Source material |

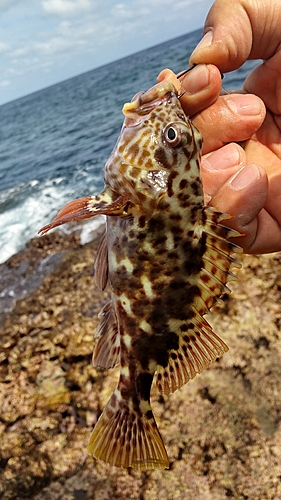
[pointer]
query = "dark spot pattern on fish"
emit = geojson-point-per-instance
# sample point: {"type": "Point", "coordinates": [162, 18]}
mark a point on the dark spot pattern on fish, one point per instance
{"type": "Point", "coordinates": [166, 259]}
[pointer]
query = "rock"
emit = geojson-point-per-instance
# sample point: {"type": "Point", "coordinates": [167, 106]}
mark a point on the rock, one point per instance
{"type": "Point", "coordinates": [222, 429]}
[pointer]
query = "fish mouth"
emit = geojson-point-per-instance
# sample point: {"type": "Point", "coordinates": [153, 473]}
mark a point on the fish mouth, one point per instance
{"type": "Point", "coordinates": [144, 102]}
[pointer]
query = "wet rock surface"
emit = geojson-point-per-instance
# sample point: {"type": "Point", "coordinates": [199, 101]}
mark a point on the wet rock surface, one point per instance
{"type": "Point", "coordinates": [222, 429]}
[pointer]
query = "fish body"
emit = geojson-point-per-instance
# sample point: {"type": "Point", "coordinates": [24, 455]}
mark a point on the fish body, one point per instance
{"type": "Point", "coordinates": [166, 258]}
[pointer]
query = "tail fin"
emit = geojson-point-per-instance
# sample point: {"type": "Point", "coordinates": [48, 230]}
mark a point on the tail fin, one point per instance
{"type": "Point", "coordinates": [127, 438]}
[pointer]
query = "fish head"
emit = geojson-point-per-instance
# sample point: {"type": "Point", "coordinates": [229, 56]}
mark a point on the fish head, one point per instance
{"type": "Point", "coordinates": [156, 138]}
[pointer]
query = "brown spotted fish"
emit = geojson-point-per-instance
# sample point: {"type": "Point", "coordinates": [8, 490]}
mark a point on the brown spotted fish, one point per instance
{"type": "Point", "coordinates": [166, 258]}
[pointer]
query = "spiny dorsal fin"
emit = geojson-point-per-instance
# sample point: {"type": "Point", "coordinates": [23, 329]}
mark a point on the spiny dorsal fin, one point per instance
{"type": "Point", "coordinates": [126, 438]}
{"type": "Point", "coordinates": [217, 258]}
{"type": "Point", "coordinates": [198, 344]}
{"type": "Point", "coordinates": [107, 349]}
{"type": "Point", "coordinates": [101, 264]}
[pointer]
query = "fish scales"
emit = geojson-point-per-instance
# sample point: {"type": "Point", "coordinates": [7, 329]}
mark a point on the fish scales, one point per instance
{"type": "Point", "coordinates": [166, 258]}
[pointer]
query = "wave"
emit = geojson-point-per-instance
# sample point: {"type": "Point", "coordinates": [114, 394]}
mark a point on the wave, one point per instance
{"type": "Point", "coordinates": [29, 206]}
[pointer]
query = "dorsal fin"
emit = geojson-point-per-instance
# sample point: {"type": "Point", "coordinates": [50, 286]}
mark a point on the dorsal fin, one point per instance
{"type": "Point", "coordinates": [107, 349]}
{"type": "Point", "coordinates": [198, 344]}
{"type": "Point", "coordinates": [101, 264]}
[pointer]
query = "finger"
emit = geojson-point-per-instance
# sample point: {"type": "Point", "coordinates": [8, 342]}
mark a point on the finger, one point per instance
{"type": "Point", "coordinates": [243, 197]}
{"type": "Point", "coordinates": [202, 86]}
{"type": "Point", "coordinates": [237, 31]}
{"type": "Point", "coordinates": [233, 117]}
{"type": "Point", "coordinates": [218, 167]}
{"type": "Point", "coordinates": [265, 81]}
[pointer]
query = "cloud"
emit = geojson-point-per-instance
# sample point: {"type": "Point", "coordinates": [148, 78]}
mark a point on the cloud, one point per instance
{"type": "Point", "coordinates": [65, 7]}
{"type": "Point", "coordinates": [6, 4]}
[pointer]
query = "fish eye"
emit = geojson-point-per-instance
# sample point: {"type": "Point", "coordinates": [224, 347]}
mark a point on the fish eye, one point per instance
{"type": "Point", "coordinates": [172, 135]}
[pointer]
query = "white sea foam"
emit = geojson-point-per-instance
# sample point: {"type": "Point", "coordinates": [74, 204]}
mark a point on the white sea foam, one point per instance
{"type": "Point", "coordinates": [38, 204]}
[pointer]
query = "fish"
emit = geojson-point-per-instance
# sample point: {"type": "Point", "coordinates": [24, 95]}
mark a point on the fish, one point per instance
{"type": "Point", "coordinates": [166, 258]}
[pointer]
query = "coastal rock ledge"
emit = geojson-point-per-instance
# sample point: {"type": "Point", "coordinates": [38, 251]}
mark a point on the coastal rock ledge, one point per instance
{"type": "Point", "coordinates": [222, 429]}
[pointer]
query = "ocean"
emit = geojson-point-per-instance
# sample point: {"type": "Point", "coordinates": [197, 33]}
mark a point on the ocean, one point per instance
{"type": "Point", "coordinates": [54, 143]}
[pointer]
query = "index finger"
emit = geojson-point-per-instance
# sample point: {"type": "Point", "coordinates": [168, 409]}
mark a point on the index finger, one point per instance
{"type": "Point", "coordinates": [237, 31]}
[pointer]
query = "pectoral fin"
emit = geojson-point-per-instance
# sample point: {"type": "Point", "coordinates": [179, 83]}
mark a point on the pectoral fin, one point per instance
{"type": "Point", "coordinates": [87, 207]}
{"type": "Point", "coordinates": [101, 264]}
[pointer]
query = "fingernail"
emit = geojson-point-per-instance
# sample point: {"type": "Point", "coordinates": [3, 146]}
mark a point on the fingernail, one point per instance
{"type": "Point", "coordinates": [196, 80]}
{"type": "Point", "coordinates": [246, 176]}
{"type": "Point", "coordinates": [222, 159]}
{"type": "Point", "coordinates": [244, 104]}
{"type": "Point", "coordinates": [205, 42]}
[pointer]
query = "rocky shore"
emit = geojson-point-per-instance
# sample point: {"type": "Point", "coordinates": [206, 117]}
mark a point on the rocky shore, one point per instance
{"type": "Point", "coordinates": [222, 429]}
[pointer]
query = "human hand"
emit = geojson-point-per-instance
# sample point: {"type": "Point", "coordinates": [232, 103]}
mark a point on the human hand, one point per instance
{"type": "Point", "coordinates": [221, 120]}
{"type": "Point", "coordinates": [239, 31]}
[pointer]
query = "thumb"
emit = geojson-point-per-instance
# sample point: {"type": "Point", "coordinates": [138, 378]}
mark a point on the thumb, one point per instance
{"type": "Point", "coordinates": [237, 31]}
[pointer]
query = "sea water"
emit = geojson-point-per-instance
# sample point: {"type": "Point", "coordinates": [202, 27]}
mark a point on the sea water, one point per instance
{"type": "Point", "coordinates": [54, 143]}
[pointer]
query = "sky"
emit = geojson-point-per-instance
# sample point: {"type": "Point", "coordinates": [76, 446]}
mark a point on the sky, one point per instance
{"type": "Point", "coordinates": [43, 42]}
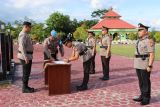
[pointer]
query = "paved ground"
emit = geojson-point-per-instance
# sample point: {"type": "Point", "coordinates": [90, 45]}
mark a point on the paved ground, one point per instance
{"type": "Point", "coordinates": [117, 92]}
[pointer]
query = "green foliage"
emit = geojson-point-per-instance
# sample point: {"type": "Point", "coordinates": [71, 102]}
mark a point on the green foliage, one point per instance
{"type": "Point", "coordinates": [88, 23]}
{"type": "Point", "coordinates": [157, 36]}
{"type": "Point", "coordinates": [61, 23]}
{"type": "Point", "coordinates": [80, 33]}
{"type": "Point", "coordinates": [132, 36]}
{"type": "Point", "coordinates": [99, 13]}
{"type": "Point", "coordinates": [38, 32]}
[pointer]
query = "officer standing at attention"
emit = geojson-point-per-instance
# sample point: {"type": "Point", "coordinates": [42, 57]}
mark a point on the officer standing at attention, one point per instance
{"type": "Point", "coordinates": [79, 50]}
{"type": "Point", "coordinates": [25, 51]}
{"type": "Point", "coordinates": [105, 53]}
{"type": "Point", "coordinates": [91, 44]}
{"type": "Point", "coordinates": [144, 58]}
{"type": "Point", "coordinates": [50, 46]}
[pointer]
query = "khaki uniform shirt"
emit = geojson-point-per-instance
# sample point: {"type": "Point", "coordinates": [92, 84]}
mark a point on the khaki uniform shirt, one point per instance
{"type": "Point", "coordinates": [144, 47]}
{"type": "Point", "coordinates": [79, 47]}
{"type": "Point", "coordinates": [25, 45]}
{"type": "Point", "coordinates": [105, 42]}
{"type": "Point", "coordinates": [91, 42]}
{"type": "Point", "coordinates": [50, 47]}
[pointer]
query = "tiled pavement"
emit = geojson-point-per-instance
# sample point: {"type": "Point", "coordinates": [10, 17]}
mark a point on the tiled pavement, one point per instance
{"type": "Point", "coordinates": [117, 92]}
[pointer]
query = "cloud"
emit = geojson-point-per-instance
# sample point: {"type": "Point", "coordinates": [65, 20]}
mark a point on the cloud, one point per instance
{"type": "Point", "coordinates": [96, 4]}
{"type": "Point", "coordinates": [20, 4]}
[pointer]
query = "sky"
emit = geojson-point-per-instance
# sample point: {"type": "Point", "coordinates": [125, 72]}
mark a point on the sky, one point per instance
{"type": "Point", "coordinates": [132, 11]}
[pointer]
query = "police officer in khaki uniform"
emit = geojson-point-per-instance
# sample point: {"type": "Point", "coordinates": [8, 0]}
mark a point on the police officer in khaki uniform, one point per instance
{"type": "Point", "coordinates": [91, 44]}
{"type": "Point", "coordinates": [25, 52]}
{"type": "Point", "coordinates": [79, 50]}
{"type": "Point", "coordinates": [144, 58]}
{"type": "Point", "coordinates": [51, 45]}
{"type": "Point", "coordinates": [105, 52]}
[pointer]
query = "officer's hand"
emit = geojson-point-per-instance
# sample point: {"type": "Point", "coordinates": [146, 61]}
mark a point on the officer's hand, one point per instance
{"type": "Point", "coordinates": [62, 54]}
{"type": "Point", "coordinates": [107, 56]}
{"type": "Point", "coordinates": [26, 61]}
{"type": "Point", "coordinates": [65, 60]}
{"type": "Point", "coordinates": [149, 69]}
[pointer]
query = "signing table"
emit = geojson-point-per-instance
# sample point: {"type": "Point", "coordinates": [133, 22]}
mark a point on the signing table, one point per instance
{"type": "Point", "coordinates": [57, 76]}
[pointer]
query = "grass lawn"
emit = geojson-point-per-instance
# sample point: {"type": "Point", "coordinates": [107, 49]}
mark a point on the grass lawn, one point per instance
{"type": "Point", "coordinates": [129, 50]}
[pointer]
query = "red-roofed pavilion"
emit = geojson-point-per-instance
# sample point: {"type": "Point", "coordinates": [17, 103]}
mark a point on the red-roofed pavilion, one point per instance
{"type": "Point", "coordinates": [112, 20]}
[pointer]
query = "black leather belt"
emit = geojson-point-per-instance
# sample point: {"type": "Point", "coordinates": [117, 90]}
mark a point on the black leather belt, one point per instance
{"type": "Point", "coordinates": [26, 52]}
{"type": "Point", "coordinates": [141, 56]}
{"type": "Point", "coordinates": [104, 47]}
{"type": "Point", "coordinates": [83, 52]}
{"type": "Point", "coordinates": [91, 47]}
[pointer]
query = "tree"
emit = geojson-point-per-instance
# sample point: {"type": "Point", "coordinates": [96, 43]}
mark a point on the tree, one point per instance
{"type": "Point", "coordinates": [88, 23]}
{"type": "Point", "coordinates": [80, 33]}
{"type": "Point", "coordinates": [132, 36]}
{"type": "Point", "coordinates": [38, 32]}
{"type": "Point", "coordinates": [99, 13]}
{"type": "Point", "coordinates": [157, 36]}
{"type": "Point", "coordinates": [61, 23]}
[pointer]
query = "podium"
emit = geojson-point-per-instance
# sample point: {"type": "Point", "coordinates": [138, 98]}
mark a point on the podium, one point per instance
{"type": "Point", "coordinates": [57, 77]}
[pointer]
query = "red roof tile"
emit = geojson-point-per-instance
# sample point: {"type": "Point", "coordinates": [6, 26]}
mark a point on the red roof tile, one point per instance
{"type": "Point", "coordinates": [111, 13]}
{"type": "Point", "coordinates": [113, 24]}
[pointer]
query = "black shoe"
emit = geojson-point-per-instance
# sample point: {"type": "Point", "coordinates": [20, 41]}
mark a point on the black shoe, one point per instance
{"type": "Point", "coordinates": [139, 99]}
{"type": "Point", "coordinates": [104, 78]}
{"type": "Point", "coordinates": [145, 101]}
{"type": "Point", "coordinates": [27, 90]}
{"type": "Point", "coordinates": [81, 88]}
{"type": "Point", "coordinates": [32, 89]}
{"type": "Point", "coordinates": [92, 72]}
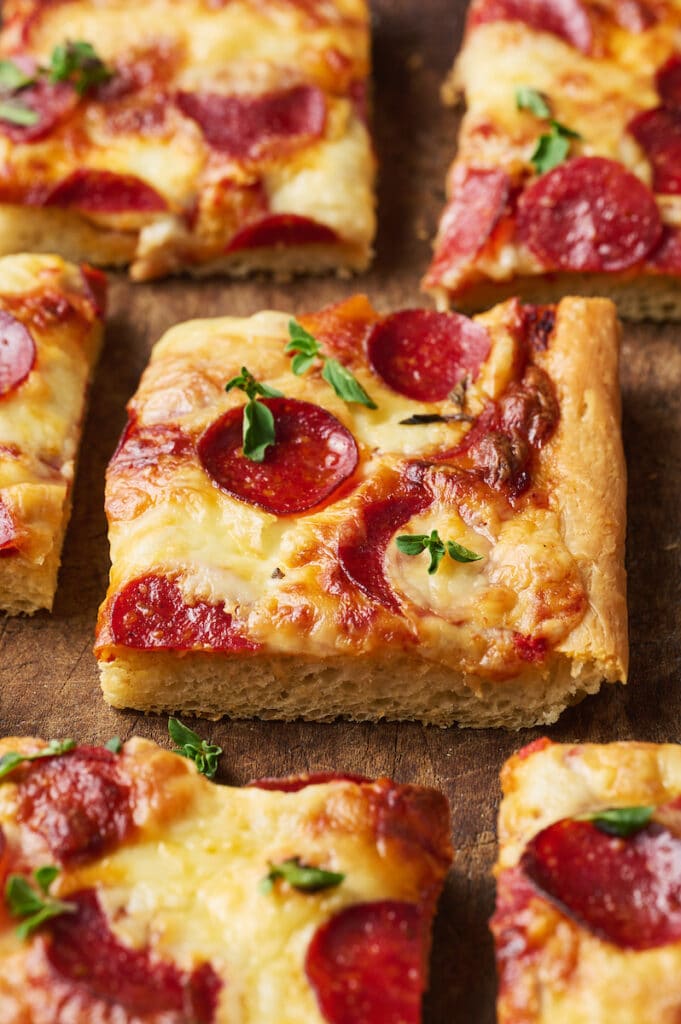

What the task asks | The copy runs from the line containing "mark a point on the red roof" through the last line of the material, both ends included. Reproduce those lines exactly and drop the pictures.

Result below |
mark a point on the red roof tile, one point per instance
{"type": "Point", "coordinates": [111, 13]}
{"type": "Point", "coordinates": [113, 24]}
[pointer]
query = "black shoe"
emit = geojson-point-per-instance
# sample point: {"type": "Point", "coordinates": [20, 41]}
mark a point on the black shoe, one point per instance
{"type": "Point", "coordinates": [139, 99]}
{"type": "Point", "coordinates": [104, 78]}
{"type": "Point", "coordinates": [145, 101]}
{"type": "Point", "coordinates": [27, 90]}
{"type": "Point", "coordinates": [81, 88]}
{"type": "Point", "coordinates": [32, 89]}
{"type": "Point", "coordinates": [92, 72]}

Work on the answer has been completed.